**What is expected**
Rewrite the piece on the pediatric glucose sensor study from "A overall MARD" up to and including "is very low.", switching every "inappropriate" to "unsuitable".

Analysis of “Performance of a Factory-Calibrated,Real-Time Continuous Glucose Monitoring System in Pediatric Participants With Type 1 Diabetes”

The use of continuous glucose monitoring (CGM) systems changed dramatically the way people with diabetes, caretakers, and diabetes teams look at their glucose values. Since then studies have shown that glycemic control, as measured in A1c, frequency and duration of hypoglycemia, and glycemic variability have improved, especially in adults. In children and adolescents, this could not been shown to that extent, and reasons stated to underlie this include inaccuracy of the sensor and impracticability, among others.^1,2

In the study of Welsh and coauthors (in this issue), the performance of a new CGM sensor was assessed as determined by different measurements of accuracy in children and adolescents with T1D. A special feature of the G6 sensor is that it is factory calibrated and therefore does not need calibration by the people with diabetes, which adds tremendously to its practicability. Also, a longer wear time of 10 days, an improved insertion device, and noninterference with acetaminophen, a drug widely used in pediatrics, are further properties of the new device. As the duration of use of CGM devices is directly correlated with improvement of glycemic control, these so-called soft qualities contribute to the success of sensor use. ³

The accuracy assessment of the sensor by comparing estimated glucose values (EGV) from sensor data with temporally matched YSI data as well as trend accuracy assessment by comparing rate of change (RoC) over a wide range of glucose concentration are an established and widely used method. The levels of glucose concentrations used here are clinically relevant, but especially the RoC assessments are of special interest, as the interpretation and use of RoC as depicted as trend arrows on the CGM devices are more and more coming into focus of clinical work.^4,5

Accuracy of CGM sensor expressed as MARD is standard, but the expression as the proportion of the paired values within the ±20% or ±20 mg or even 15/15% is more meaningful for people with diabetes. ⁶ Both being well over 90% (20/20% with 96.2% and 15/15% with 91.1%) show a trustworthy accuracy for clinical and day to day use. This is so important because people with diabetes base their treatment decisions on these values at least since the nonadjunctive claim and the CGM systems will also being used more and more as an essential part in closed loop systems. Since this sensor also needs some run-in time, the results on day 1 of sensor use are, in all categories, less accurate compared to those of the following days, which can be of great relevance and is somehow disturbing as people with diabetes of course rely on the sensor data on day 1 as well. The same holds true for the comparative inaccuracy in the low range (<70 mg/dL) with values of 92.6% for 20/20% and 81.5 for 15/15% as well as a MARD of 13.3. This is also known for other CGM systems but still annoying for people with diabetes because especially low glucose values are disturbing, cause fear, and often need fast treatment decisions. ⁷

A overall MARD of 7.7 confirms these data only but is not so easy to translate into day-to-day relevance. Using the surveillance error grid analysis in this assessment can be of more relevance as it depicts the risk of inappropriate treatment decisions because of an inaccurate measurement. Welsh and coauthors present that nearly 99% of the measurements showed no risk (92%) or a slight lower risk (7.6%). Therefore, the risk for people with diabetes (or closed-loop systems) to make an inappropriate treatment decision based on the measurements with this CGM system is very low.

**Dataset extract**
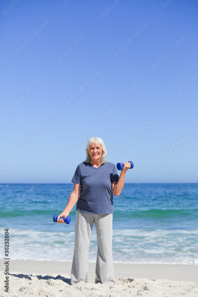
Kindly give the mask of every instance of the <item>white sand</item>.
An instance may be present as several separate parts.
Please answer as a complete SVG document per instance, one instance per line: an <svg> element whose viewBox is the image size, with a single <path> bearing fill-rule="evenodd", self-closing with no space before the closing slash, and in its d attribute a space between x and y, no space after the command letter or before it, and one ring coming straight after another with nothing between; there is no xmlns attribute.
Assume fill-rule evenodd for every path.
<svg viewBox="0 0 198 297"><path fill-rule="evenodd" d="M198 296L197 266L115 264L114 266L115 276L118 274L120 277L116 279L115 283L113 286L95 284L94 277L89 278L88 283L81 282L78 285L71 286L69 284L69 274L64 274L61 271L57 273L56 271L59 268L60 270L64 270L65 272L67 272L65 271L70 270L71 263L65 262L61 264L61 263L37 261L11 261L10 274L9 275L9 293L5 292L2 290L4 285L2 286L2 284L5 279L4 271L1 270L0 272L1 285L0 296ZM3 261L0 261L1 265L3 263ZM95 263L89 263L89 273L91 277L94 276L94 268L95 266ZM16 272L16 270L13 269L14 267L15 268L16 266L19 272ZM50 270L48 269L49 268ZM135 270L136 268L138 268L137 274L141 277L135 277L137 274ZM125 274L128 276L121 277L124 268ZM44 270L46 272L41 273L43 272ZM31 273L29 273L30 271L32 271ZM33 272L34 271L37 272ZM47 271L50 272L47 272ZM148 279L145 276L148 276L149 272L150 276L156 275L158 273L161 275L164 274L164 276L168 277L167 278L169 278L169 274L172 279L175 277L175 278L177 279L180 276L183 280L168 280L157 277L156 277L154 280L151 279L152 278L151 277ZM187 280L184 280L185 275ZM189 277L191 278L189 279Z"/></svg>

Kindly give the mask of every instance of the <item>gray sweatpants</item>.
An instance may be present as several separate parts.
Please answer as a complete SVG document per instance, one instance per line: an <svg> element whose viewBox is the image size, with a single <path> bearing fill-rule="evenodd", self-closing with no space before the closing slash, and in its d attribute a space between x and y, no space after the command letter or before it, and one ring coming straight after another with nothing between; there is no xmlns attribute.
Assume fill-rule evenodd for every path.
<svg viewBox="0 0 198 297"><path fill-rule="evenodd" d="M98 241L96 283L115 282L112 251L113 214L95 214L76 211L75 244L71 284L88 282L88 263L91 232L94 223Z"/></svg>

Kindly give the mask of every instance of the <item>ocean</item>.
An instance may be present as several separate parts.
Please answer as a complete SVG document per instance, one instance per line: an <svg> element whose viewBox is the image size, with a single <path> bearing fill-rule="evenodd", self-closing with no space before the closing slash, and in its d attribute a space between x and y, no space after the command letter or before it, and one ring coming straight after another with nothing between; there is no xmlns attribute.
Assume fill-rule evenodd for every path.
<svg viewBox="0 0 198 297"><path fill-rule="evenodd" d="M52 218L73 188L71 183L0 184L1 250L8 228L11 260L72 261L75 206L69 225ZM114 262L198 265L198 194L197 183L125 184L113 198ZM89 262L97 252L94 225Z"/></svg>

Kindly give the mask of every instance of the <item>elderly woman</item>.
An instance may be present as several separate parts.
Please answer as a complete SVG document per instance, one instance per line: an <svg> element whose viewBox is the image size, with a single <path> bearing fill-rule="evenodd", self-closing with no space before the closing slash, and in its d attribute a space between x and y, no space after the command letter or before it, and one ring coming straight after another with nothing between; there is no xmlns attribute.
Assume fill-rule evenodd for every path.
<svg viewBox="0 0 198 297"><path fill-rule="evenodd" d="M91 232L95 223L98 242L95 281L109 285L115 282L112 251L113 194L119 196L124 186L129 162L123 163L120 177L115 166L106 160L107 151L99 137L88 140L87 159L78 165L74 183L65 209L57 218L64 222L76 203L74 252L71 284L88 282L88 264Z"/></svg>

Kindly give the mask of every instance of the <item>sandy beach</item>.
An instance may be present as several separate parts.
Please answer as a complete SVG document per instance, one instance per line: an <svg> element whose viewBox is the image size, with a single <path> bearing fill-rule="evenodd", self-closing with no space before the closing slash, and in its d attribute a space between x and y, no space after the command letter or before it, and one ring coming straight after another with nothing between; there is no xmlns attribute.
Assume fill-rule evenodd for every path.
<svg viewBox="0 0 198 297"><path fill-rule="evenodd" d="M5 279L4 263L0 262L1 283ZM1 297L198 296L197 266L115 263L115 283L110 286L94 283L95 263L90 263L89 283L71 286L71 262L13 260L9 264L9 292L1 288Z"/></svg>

**Output below**
A overall MARD of 7.7 confirms these data only but is not so easy to translate into day-to-day relevance. Using the surveillance error grid analysis in this assessment can be of more relevance as it depicts the risk of unsuitable treatment decisions because of an inaccurate measurement. Welsh and coauthors present that nearly 99% of the measurements showed no risk (92%) or a slight lower risk (7.6%). Therefore, the risk for people with diabetes (or closed-loop systems) to make an unsuitable treatment decision based on the measurements with this CGM system is very low.